═══ DATA FOR PROCESSING ═══

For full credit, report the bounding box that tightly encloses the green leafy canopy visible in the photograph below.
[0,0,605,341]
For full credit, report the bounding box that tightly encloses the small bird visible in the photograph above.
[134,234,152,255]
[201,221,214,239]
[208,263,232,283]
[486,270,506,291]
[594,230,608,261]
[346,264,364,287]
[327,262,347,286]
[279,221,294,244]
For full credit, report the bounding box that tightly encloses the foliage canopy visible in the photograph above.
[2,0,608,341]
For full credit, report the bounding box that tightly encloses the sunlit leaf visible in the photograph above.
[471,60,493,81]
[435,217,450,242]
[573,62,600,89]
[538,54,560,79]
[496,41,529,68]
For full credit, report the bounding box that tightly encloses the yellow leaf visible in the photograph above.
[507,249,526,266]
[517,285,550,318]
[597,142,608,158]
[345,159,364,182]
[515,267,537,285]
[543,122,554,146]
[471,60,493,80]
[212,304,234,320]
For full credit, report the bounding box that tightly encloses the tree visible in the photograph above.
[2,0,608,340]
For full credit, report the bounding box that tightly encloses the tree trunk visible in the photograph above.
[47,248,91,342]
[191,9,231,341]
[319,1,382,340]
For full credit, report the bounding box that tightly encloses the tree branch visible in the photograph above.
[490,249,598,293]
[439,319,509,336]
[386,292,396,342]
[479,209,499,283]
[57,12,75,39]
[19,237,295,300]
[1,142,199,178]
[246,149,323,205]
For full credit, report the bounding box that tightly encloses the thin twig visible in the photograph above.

═══

**PROBLEM DESCRIPTION**
Would you transcribe the data above exactly as it stands?

**ANSWER SPACE**
For full credit, report the bounding box that tightly encloses the green leafy canopy visible in the photograph below.
[0,0,605,341]
For full credit, report the bounding box that tightly encloses the small bird visible in the photograph above.
[134,234,152,255]
[201,221,214,239]
[208,263,232,283]
[486,270,506,291]
[594,230,608,261]
[346,264,364,287]
[327,262,347,286]
[279,221,294,244]
For full credit, report the bounding box that tightly encloses the foliage canopy visible in the photograph above.
[2,0,608,341]
For full credit, report the bounding box that tightly encloses the sunlit leaf visible in the photograph above.
[471,60,493,81]
[435,217,450,242]
[573,62,600,89]
[538,54,560,79]
[496,41,529,68]
For full credit, report the bounding box that tightly encloses the yellow leaf visible in the photograph above.
[507,249,526,266]
[517,285,550,318]
[597,142,608,158]
[345,159,364,182]
[515,267,537,285]
[543,122,554,146]
[471,60,493,80]
[212,304,234,320]
For full credit, report the bounding box that tightly encloses the tree visible in the photograph above.
[2,0,608,340]
For full credit, report the bounding box that tightly encloses the tree trunk visible in the photograph above.
[47,248,91,342]
[191,9,231,341]
[319,1,382,340]
For full credit, report the bounding box that tightly encloses the tree branch visible in the photograph above.
[490,249,598,293]
[439,319,509,336]
[386,292,396,342]
[479,209,499,283]
[57,12,75,39]
[19,237,295,300]
[1,142,199,178]
[246,149,323,205]
For full credit, report the bounding box that tightly encloses the thin twig visible in the photograph above.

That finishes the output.